■ **APPLY WHAT YOU READ**
[a] Translate this sentence from the article on the AI Act into Spanish: "Of particular interest to the industry are the training-related safeguards at hand."
[b] From the article on the AI Act, reproduce the stretch from "The European Parliament has" through "applauding the development.".

■ **STUDY TEXT**
-------

The European Parliament’s Strasbourg, France, headquarters, where MEPs voted overwhelmingly in favor of the AI Act. Photo Credit: Frederic Köberl

The European Parliament has officially voted in favor of the AI Act, and in keeping with the longstanding industry support behind the measure, the IFPI and others are applauding the development.

EU lawmakers today approved the AI Act with 523 affirmative votes, compared to 46 votes against the voluminous legislation and 49 abstentions. Introduced years back, the roughly 90,000-word law was modified several times en route to passage and, as its name suggests, will attempt to address all manner of AI considerations.

The latter include but certainly aren’t limited to the use of AI to compile “facial recognition databases,” the instances wherein law enforcement can legally deploy real-time AI tools, what constitutes “high-risk” AI usages, mandatory labels for AI media, and a whole lot else.

Of particular interest to the industry are the training-related safeguards at hand. As most know, the data and (protected) media upon which large language models (LLMs) are “trained” remains the subject of debate and litigation.

Troublingly, some AI giants continue to express the belief that utilizing an abundance of copyrighted works to develop an LLM, which then draws from and possibly reproduces the information when responding to queries and performing tasks, constitutes fair use.

But the EU’s AI Act explores training-data disclosures, the rights of creators to opt out of training, and much more. (Last year, OpenAI CEO Sam Altman indicated that his company could potentially exit the European Union over artificial intelligence regulations.)

“Any use of copyright protected content [to train AIs] requires the authorisation of the rightsholder concerned unless relevant copyright exceptions and limitations apply,” the AI Act reads in part, also calling on “providers of such models [to] draw up and make publicly available a sufficiently detailed summary of the content used for training.”

Notwithstanding today’s passage, the AI Act must still receive “a final lawyer-linguist check” and formal sign-off from the European Council. Furthermore, the law will only “enter into force” 20 days following its publication in the EU’s official journal, becoming “fully applicable” 24 months after that.

Independent of this full-scale implementation date, though, prohibited practices (like the previously highlighted surveillance and facial-recognition uses) will be barred under the law six months after its entry into force, with the AI Office-developed “codes of practice,” covering “obligations for providers of general-purpose AI models,” set to go into effect nine months after the entry into force.

-------

■ **DATA RECORDS**
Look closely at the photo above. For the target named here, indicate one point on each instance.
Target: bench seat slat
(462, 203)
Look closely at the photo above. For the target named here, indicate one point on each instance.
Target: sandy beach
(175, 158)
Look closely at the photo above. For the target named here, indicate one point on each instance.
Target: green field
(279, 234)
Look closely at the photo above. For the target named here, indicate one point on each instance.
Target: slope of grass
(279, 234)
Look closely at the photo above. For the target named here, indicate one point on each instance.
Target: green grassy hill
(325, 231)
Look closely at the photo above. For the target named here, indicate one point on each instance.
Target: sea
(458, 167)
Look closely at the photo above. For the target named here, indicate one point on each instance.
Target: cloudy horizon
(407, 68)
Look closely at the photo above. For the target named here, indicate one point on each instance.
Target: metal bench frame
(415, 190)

-------

■ **EXERCISE ANSWERS**
[a] Las salvaguardas relacionadas con el entrenamiento que aquí se abordan son de especial interés para la industria.

[b]
The European Parliament has officially voted in favor of the AI Act, and in keeping with the longstanding industry support behind the measure, the IFPI and others are applauding the development.